Extrait fourni >>
===
Documentaire, dimanche 2 avril, sur France 5, à 22 h 35

En lançant l'opération Barbarossa en 1941, Hitler ignore qu'il est en train de signer la perte de l'Allemagne nazie. Reconstitution. | France 5

Un triptyque avait récemment proposé de comprendre le jour où Churchill, comme de Gaulle puis Roosevelt avaient choisi la guerre. Deux nouveaux volets abordent aujourd’hui la fin du conflit en distinguant « Le jour où… » Hitler a perdu la guerre, puis celui où… Staline l’a gagnée. Le traitement en est contrasté, même si les esquisses de reconstitution, désolantes au regard des documents authentiques, sont similaires.

Pour expliquer la défaite du Reich, Laurent Joffrin et Laurent Portes ont choisi le déclen­chement de l’opération Barbarossa, aux premières heures du 22 juin 1941, quand l’Allemagne, rompant le pacte de non-agression signé avec les Soviétiques en août 1939, envahit l’URSS.
===
Données enregistrées >>
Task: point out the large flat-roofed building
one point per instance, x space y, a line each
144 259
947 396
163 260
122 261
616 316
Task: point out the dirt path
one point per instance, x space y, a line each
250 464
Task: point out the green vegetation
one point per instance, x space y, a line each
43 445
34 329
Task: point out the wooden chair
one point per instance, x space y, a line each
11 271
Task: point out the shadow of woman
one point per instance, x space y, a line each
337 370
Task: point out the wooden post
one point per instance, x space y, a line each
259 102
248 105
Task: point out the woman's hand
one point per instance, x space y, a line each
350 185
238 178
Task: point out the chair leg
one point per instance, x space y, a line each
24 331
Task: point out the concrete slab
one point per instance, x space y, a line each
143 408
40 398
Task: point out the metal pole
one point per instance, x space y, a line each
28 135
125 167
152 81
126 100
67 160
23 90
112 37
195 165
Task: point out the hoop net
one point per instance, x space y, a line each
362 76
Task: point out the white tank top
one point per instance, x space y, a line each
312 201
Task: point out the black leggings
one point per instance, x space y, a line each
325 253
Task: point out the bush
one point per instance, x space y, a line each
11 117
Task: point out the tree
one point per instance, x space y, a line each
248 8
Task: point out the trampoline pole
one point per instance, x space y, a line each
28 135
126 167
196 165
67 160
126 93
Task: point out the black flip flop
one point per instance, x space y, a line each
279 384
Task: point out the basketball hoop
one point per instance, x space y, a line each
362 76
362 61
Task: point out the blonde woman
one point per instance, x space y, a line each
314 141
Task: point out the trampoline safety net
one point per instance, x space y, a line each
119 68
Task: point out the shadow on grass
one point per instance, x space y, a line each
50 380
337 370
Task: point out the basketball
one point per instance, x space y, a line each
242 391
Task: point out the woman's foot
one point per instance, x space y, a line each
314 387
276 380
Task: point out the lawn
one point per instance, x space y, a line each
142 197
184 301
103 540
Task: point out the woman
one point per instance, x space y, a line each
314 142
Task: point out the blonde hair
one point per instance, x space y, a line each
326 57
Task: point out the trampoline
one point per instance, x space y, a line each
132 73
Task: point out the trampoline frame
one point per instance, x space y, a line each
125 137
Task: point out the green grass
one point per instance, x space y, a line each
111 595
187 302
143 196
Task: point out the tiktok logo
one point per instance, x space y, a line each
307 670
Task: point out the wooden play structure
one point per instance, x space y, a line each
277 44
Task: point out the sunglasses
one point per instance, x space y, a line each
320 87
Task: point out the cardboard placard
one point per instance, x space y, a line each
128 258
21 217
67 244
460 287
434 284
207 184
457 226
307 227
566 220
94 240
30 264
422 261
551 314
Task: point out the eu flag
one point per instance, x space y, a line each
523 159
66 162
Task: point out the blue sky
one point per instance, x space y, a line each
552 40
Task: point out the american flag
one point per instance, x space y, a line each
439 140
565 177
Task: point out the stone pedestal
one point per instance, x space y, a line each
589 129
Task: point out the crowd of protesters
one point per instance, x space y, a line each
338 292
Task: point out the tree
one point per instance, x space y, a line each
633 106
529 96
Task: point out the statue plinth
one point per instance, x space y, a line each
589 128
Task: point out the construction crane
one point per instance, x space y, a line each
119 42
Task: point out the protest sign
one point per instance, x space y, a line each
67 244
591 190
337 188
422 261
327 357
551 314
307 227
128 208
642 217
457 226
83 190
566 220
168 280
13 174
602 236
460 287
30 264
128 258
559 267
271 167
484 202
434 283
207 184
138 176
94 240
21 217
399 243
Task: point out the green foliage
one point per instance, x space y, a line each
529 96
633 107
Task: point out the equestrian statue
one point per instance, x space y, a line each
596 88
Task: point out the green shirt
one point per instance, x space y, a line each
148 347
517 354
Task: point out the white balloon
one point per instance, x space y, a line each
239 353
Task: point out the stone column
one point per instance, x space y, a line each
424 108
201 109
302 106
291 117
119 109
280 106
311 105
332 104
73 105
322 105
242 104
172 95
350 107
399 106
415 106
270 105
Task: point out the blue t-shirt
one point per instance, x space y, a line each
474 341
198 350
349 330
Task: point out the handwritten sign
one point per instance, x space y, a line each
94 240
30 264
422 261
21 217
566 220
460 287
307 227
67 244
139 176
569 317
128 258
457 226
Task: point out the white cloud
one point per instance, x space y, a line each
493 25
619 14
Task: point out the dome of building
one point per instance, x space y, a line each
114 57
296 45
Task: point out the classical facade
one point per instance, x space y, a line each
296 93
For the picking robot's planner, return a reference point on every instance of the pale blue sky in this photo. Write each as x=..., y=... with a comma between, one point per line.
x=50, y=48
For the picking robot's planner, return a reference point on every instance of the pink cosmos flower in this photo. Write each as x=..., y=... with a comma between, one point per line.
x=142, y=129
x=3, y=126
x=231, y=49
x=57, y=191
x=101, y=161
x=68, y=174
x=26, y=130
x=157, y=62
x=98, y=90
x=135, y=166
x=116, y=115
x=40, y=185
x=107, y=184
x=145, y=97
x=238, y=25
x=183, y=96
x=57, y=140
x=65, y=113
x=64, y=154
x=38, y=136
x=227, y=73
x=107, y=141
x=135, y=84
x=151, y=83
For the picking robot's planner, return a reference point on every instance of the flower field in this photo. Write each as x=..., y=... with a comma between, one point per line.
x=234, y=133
===
Objet de l'exercice >>
Restituez tel quel le passage de la critique du documentaire allant de « Un triptyque avait » jusqu'à « authentiques, sont similaires. ». Les entrées n'ont aucun rôle à jouer ici.

Réponse rédigée >>
Un triptyque avait récemment proposé de comprendre le jour où Churchill, comme de Gaulle puis Roosevelt avaient choisi la guerre. Deux nouveaux volets abordent aujourd’hui la fin du conflit en distinguant « Le jour où… » Hitler a perdu la guerre, puis celui où… Staline l’a gagnée. Le traitement en est contrasté, même si les esquisses de reconstitution, désolantes au regard des documents authentiques, sont similaires.